TASK DESCRIPTION =>
Below is a block of records. Copy every line in it that contains the word "instance".
[Opening DATA LISTING section]
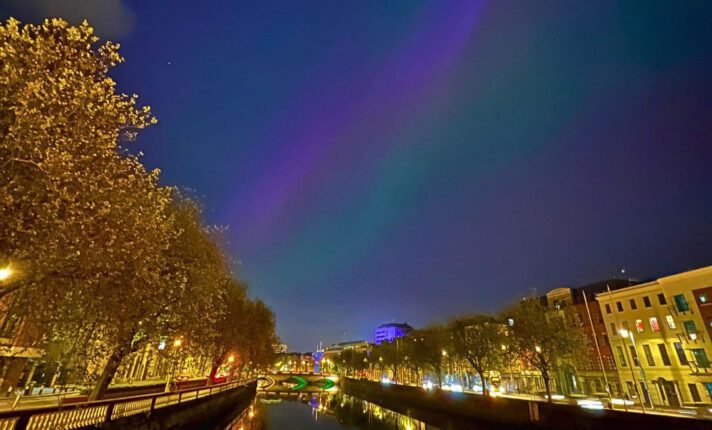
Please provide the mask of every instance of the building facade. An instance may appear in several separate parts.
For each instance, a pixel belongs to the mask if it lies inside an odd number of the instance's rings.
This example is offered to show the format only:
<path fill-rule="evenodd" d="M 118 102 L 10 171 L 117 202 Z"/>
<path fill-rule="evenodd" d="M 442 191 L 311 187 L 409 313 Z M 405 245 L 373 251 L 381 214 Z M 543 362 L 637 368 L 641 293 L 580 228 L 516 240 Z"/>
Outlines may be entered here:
[Closing DATA LISTING section]
SOLUTION FOR THIS TASK =>
Please provide the mask of every instance of the building facade. An instance may appear in several separate parts.
For each instance, a pixel belongs to the mask if it lies inside an odd number of the instance's rings.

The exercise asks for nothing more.